Start of Block

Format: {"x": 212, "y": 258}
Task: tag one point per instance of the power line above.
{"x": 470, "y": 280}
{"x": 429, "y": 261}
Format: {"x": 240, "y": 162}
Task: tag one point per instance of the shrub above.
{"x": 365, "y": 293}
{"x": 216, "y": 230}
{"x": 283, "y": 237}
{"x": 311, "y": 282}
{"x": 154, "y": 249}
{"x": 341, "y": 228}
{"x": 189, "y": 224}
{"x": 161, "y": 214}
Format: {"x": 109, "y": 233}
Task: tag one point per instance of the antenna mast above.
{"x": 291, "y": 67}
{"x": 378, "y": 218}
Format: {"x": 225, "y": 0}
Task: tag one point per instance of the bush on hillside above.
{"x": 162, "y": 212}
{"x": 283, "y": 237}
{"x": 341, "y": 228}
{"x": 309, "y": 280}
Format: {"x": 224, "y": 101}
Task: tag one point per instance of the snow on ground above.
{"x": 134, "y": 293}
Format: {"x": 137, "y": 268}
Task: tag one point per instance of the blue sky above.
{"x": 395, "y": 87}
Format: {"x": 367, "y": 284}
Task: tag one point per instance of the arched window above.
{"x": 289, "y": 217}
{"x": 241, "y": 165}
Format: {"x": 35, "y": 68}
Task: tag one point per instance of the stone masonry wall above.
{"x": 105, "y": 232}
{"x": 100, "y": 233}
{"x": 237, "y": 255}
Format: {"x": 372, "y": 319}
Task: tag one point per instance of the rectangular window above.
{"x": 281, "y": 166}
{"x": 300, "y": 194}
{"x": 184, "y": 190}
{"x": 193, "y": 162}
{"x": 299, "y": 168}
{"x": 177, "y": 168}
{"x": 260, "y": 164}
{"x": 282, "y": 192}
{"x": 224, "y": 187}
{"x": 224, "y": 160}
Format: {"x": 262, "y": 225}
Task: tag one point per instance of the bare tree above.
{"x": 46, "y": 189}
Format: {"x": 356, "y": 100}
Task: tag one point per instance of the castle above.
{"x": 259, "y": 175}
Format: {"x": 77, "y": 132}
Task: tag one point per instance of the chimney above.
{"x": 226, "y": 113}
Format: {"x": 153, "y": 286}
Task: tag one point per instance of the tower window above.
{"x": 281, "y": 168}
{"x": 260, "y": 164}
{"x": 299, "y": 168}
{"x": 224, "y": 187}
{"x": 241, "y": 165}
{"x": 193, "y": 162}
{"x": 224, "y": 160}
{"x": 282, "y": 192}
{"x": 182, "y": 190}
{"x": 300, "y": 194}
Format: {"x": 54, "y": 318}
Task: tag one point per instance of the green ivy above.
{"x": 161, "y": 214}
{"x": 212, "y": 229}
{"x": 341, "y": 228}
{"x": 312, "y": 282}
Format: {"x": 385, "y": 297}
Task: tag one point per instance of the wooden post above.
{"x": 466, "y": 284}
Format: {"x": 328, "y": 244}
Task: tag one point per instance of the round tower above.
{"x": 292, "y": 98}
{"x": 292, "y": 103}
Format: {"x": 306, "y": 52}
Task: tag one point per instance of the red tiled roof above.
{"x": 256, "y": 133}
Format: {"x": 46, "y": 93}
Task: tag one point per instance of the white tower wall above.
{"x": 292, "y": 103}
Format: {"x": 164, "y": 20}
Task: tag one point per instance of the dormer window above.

End of Block

### Task description
Retype all the data, changing nothing.

### Reply
Format: {"x": 212, "y": 258}
Task: tag one point per instance of the power line above.
{"x": 470, "y": 280}
{"x": 429, "y": 261}
Format: {"x": 240, "y": 162}
Task: tag one point per instance of the shrub above.
{"x": 365, "y": 293}
{"x": 216, "y": 230}
{"x": 283, "y": 237}
{"x": 311, "y": 282}
{"x": 154, "y": 249}
{"x": 341, "y": 228}
{"x": 189, "y": 224}
{"x": 161, "y": 214}
Format: {"x": 109, "y": 233}
Task: tag one point per instance of the antenna mast above.
{"x": 291, "y": 67}
{"x": 378, "y": 218}
Format: {"x": 225, "y": 0}
Task: tag one point per instance of the bush on hillside above.
{"x": 162, "y": 212}
{"x": 283, "y": 237}
{"x": 341, "y": 228}
{"x": 309, "y": 280}
Format: {"x": 224, "y": 101}
Task: tag one point per instance of the snow on ground above.
{"x": 134, "y": 293}
Format: {"x": 137, "y": 268}
Task: tag one point per instance of the blue sky above.
{"x": 395, "y": 87}
Format: {"x": 367, "y": 284}
Task: tag one point per instance of the arched window above.
{"x": 289, "y": 217}
{"x": 241, "y": 165}
Format: {"x": 35, "y": 68}
Task: tag one point per instance of the stone masonry wall above.
{"x": 105, "y": 232}
{"x": 100, "y": 233}
{"x": 237, "y": 255}
Format: {"x": 372, "y": 319}
Task: tag one point per instance of the rectangular window above.
{"x": 281, "y": 166}
{"x": 300, "y": 194}
{"x": 184, "y": 190}
{"x": 193, "y": 162}
{"x": 299, "y": 168}
{"x": 177, "y": 168}
{"x": 260, "y": 164}
{"x": 282, "y": 192}
{"x": 224, "y": 187}
{"x": 224, "y": 160}
Format: {"x": 262, "y": 225}
Task: tag one point per instance of the bare tree above.
{"x": 46, "y": 189}
Format: {"x": 356, "y": 100}
Task: tag one point per instance of the castle above.
{"x": 259, "y": 175}
Format: {"x": 77, "y": 132}
Task: tag one point per instance of the chimney above.
{"x": 226, "y": 113}
Format: {"x": 153, "y": 286}
Task: tag one point per instance of the tower window above.
{"x": 281, "y": 168}
{"x": 260, "y": 164}
{"x": 299, "y": 168}
{"x": 224, "y": 187}
{"x": 241, "y": 165}
{"x": 193, "y": 162}
{"x": 224, "y": 160}
{"x": 282, "y": 192}
{"x": 182, "y": 190}
{"x": 300, "y": 194}
Format: {"x": 54, "y": 318}
Task: tag one point per instance of the green ivy above.
{"x": 161, "y": 214}
{"x": 212, "y": 229}
{"x": 341, "y": 228}
{"x": 312, "y": 282}
Format: {"x": 385, "y": 297}
Task: tag one point per instance of the wooden post above.
{"x": 466, "y": 284}
Format: {"x": 328, "y": 244}
Task: tag one point per instance of the round tower above.
{"x": 292, "y": 98}
{"x": 292, "y": 103}
Format: {"x": 306, "y": 52}
Task: tag one point per instance of the red tiled roof above.
{"x": 256, "y": 133}
Format: {"x": 46, "y": 93}
Task: tag one point per instance of the white tower wall above.
{"x": 292, "y": 103}
Format: {"x": 164, "y": 20}
Task: tag one point per instance of the dormer window above.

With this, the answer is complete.